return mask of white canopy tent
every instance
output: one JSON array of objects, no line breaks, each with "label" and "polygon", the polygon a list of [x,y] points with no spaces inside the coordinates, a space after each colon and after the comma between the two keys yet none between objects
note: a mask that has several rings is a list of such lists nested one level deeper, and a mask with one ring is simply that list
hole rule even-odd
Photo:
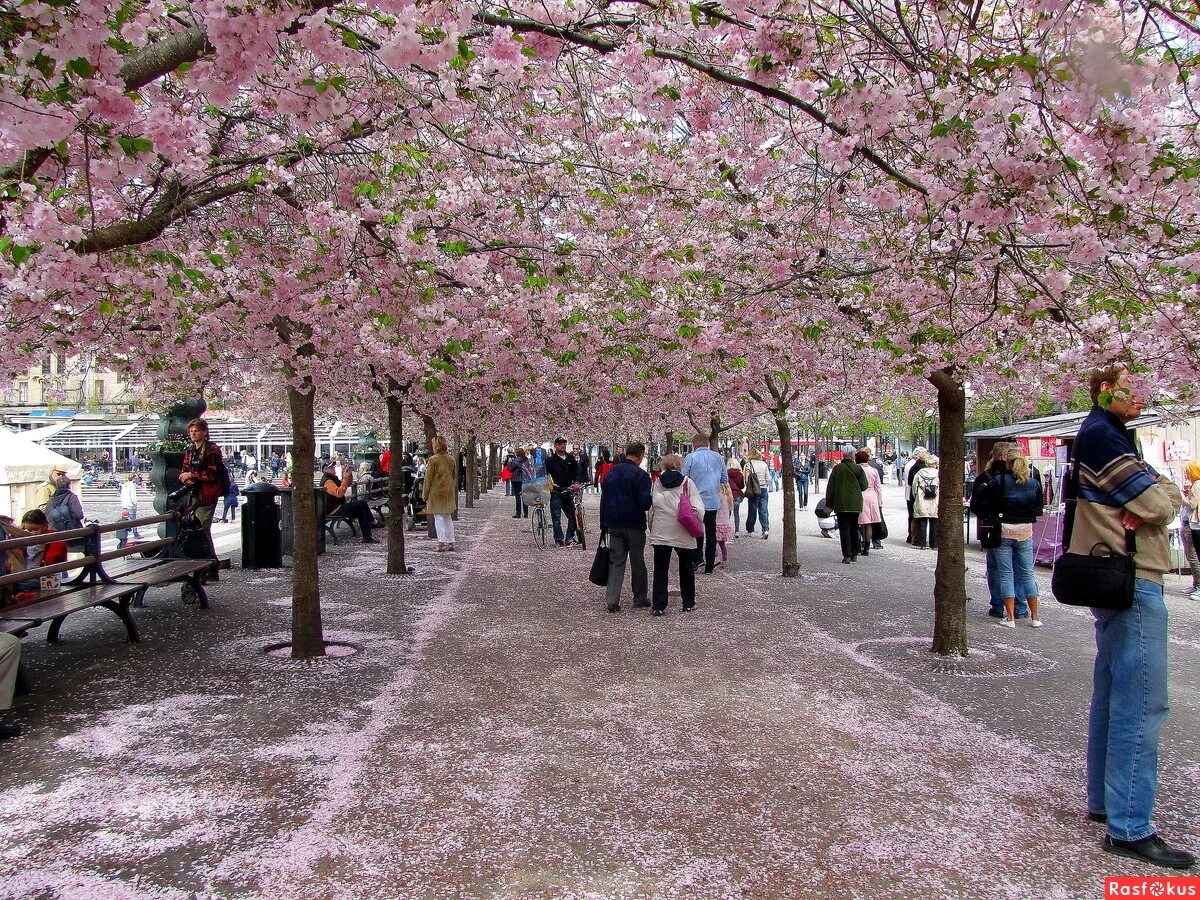
[{"label": "white canopy tent", "polygon": [[83,476],[83,467],[22,435],[0,429],[0,515],[20,521],[36,505],[39,485],[50,471],[61,467],[72,482]]}]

→ Try it:
Print the material above verbatim except the pictures.

→ Exercise solution:
return mask of white canopy tent
every instance
output: one JSON array of objects, no line breaks, each with "label" and "polygon", the polygon a list of [x,y] points with no spaces inside the coordinates, a space after each colon and after the comma between the two keys yet none between objects
note: a mask that has several rings is a list of such lists nested one level deeper, and a mask with one ring is simply that list
hole rule even-odd
Photo:
[{"label": "white canopy tent", "polygon": [[83,476],[83,467],[22,435],[0,429],[0,515],[20,521],[36,505],[39,485],[50,471],[61,467],[72,482]]}]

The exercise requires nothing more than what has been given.